> **TO BE DONE**
a) Reproduce the passage of the string-partition walkthrough beginning with "Another example is" and running through "large middle partition.".
b) Continue the string-partition walkthrough from the point where it stops.

# START OF PAGE

Example Walkthrough Consider the string “pizzatime”. The optimal partitions would be [1,6,1,1]. Here’s why:

  • The letters p, m, and e each form their own single-letter partitions since they don’t share any letter with another partition.

  • The substring “izzati” forms a partition because it contains multiple occurrences of i and z, and we need to ensure that all instances of a letter belong to a single partition.

  • Since the letters must remain in order and cannot belong to multiple partitions, “zzati” is grouped together with i to form a partition of length 6.

Another example is “partitionlabels”, which results in [1,13,1]:

  • The letters p and s form their own separate partitions.

  • The middle partition, “artitionlabel”, must include all occurrences of a and l.

  • Since l appears late in the string, we must extend the partition to ensure all ls are included, resulting in a large middle partition.

# END OF PAGE
# START OF DATASET ROWS

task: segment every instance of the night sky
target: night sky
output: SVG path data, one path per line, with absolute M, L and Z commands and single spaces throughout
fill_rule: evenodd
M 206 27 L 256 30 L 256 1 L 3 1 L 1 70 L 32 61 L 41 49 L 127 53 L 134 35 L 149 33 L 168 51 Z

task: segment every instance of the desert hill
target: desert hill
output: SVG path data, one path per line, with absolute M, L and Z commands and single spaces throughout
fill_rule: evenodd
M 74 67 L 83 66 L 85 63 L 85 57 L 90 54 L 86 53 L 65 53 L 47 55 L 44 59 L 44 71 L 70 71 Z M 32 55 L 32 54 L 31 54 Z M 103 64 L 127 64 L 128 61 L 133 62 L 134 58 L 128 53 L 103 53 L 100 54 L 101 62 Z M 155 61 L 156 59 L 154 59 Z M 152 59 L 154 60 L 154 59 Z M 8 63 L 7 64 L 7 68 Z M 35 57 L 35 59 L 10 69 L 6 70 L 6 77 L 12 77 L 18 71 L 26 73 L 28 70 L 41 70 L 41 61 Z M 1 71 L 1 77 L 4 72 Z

# END OF DATASET ROWS

> **OUTPUTS IN ORDER**
a)
Another example is “partitionlabels”, which results in [1,13,1]:

  • The letters p and s form their own separate partitions.

  • The middle partition, “artitionlabel”, must include all occurrences of a and l.

  • Since l appears late in the string, we must extend the partition to ensure all ls are included, resulting in a large middle partition.

b)
Implementation Approach Since I was in a hurry and the constraints were small, I used JavaScript’s built-in .lastIndexOf() method to determine the last occurrence of each letter in real time. The key insight is that a letter’s last occurrence dictates where a partition must end. While this approach runs in 𝑂(n^2) time due to repeated .lastIndexOf() calls, an optimized solution could use a hashmap for 𝑂(1) lookups.

To efficiently track when to end a partition, I maintain a max variable, representing the farthest last occurrence seen so far. As I iterate through the string, I update max using:

max = Math.max(max, s.lastIndexOf(s[L]));

This ensures that if a previous letter has a later last occurrence, we extend the current partition accordingly. This is crucial for cases like “partitionlabels”, where encountering l extends the partition beyond a’s last occurrence.

I iterate through the string using a loop and keep track of partitionSize. Whenever I reach max, I add partitionSize to the result array, reset it, and continue. Instead of constructing substrings, I only track partition lengths, as that’s all the problem requires.

This greedy approach ensures an optimal partitioning of the string while keeping the implementation simple and efficient.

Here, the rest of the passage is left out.